- _Task instructions_:
Gather every line of the listing below that contains the string "pole", copying each one in full. Case counts.

- _Dataset entries_:
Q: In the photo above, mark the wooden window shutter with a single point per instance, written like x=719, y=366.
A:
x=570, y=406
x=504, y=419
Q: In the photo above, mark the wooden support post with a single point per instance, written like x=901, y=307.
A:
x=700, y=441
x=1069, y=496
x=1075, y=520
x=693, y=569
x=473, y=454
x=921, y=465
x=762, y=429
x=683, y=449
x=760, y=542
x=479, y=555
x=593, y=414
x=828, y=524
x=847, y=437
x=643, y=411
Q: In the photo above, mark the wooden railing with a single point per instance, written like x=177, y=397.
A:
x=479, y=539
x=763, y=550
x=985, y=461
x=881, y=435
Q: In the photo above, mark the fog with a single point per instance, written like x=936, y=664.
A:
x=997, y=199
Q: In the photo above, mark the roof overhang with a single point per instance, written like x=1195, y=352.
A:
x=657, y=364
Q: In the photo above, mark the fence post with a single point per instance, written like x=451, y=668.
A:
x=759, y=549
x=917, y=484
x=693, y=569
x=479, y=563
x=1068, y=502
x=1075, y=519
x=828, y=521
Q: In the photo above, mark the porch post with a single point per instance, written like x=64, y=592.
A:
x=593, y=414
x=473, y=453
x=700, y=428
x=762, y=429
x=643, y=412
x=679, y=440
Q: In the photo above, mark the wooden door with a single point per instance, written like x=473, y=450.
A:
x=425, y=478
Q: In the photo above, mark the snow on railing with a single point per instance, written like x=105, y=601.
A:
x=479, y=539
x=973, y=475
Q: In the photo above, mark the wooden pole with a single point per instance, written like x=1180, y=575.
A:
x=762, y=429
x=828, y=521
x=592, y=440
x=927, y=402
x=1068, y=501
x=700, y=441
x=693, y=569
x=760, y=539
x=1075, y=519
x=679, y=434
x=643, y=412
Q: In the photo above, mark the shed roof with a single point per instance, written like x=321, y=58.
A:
--
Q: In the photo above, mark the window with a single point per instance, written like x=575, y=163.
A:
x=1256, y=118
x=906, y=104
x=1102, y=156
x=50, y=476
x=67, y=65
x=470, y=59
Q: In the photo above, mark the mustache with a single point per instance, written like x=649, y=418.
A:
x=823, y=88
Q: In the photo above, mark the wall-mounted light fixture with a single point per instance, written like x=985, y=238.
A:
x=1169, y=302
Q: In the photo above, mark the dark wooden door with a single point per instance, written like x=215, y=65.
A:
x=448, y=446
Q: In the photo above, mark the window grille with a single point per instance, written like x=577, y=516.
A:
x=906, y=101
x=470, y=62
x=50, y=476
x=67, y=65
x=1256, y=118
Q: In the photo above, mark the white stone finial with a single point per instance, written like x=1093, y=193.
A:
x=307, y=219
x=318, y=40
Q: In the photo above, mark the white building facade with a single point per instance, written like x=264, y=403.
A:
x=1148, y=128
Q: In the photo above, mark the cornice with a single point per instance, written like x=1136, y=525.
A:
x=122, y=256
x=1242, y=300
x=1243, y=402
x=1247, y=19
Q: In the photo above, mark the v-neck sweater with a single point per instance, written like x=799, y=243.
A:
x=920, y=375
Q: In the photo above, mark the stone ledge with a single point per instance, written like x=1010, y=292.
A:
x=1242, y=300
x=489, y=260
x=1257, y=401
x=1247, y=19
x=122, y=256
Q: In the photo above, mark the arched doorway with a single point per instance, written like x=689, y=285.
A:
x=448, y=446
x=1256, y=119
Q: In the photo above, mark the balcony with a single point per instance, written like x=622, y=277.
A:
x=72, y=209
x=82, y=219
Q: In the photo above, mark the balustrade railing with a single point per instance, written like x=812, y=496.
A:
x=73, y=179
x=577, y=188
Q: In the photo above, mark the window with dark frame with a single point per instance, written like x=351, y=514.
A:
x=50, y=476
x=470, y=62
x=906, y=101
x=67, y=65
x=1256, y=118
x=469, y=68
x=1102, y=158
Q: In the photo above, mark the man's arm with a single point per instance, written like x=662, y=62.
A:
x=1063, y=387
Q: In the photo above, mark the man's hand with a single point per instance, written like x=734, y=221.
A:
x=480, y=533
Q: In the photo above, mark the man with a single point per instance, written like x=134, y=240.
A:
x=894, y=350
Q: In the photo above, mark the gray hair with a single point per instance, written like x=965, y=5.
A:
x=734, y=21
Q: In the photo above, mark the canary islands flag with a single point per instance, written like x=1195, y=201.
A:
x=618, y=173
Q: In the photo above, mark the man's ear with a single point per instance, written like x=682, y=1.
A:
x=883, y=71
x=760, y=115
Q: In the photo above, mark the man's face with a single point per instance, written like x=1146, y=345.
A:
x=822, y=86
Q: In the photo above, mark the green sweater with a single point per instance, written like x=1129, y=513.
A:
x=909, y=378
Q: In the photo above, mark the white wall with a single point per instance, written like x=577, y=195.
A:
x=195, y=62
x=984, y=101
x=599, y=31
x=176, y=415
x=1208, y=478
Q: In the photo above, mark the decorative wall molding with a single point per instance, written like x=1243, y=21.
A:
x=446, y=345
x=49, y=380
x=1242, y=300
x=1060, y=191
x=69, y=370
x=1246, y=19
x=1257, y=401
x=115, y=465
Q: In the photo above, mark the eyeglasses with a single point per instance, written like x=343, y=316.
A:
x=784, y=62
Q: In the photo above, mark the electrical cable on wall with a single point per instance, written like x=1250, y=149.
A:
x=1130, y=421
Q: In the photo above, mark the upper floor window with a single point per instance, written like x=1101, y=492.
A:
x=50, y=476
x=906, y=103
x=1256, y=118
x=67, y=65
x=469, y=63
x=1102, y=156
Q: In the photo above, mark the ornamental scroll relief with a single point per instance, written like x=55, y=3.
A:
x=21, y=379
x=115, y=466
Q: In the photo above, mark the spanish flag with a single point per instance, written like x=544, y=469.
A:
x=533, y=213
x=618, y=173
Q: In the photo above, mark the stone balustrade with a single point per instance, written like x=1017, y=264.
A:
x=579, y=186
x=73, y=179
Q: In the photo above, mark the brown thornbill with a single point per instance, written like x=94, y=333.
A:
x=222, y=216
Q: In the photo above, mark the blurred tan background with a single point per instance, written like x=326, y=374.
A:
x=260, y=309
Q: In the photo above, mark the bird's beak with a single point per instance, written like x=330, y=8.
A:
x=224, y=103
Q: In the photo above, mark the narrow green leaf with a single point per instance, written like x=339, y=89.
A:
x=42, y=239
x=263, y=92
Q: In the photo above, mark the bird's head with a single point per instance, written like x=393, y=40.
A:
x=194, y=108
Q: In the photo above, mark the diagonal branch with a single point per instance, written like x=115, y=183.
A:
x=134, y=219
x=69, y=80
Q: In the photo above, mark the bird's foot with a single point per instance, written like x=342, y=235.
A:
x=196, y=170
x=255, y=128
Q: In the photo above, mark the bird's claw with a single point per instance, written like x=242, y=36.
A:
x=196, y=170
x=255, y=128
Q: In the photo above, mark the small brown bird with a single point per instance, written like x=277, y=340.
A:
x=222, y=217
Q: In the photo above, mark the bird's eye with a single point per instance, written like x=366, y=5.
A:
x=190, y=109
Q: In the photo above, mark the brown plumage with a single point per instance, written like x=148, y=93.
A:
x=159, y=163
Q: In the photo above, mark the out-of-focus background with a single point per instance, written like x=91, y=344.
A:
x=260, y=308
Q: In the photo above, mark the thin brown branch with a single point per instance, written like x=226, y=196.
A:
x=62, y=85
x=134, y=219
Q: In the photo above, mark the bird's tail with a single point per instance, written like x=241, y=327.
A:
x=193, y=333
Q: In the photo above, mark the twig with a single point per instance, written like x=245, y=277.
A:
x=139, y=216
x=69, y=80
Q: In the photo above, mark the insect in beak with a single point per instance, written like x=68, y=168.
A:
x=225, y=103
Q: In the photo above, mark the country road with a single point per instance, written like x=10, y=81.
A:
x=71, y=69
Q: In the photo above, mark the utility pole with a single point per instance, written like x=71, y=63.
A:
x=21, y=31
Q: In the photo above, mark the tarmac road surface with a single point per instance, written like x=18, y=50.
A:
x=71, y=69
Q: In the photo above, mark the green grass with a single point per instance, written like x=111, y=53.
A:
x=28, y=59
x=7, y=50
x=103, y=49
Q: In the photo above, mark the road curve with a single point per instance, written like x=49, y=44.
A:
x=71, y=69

- _Correct response_:
Q: In the photo above, mark the wooden pole with a single point per instance, written like x=1180, y=575.
Q: In the photo above, mark the utility pole with a single point per instance, written like x=71, y=63.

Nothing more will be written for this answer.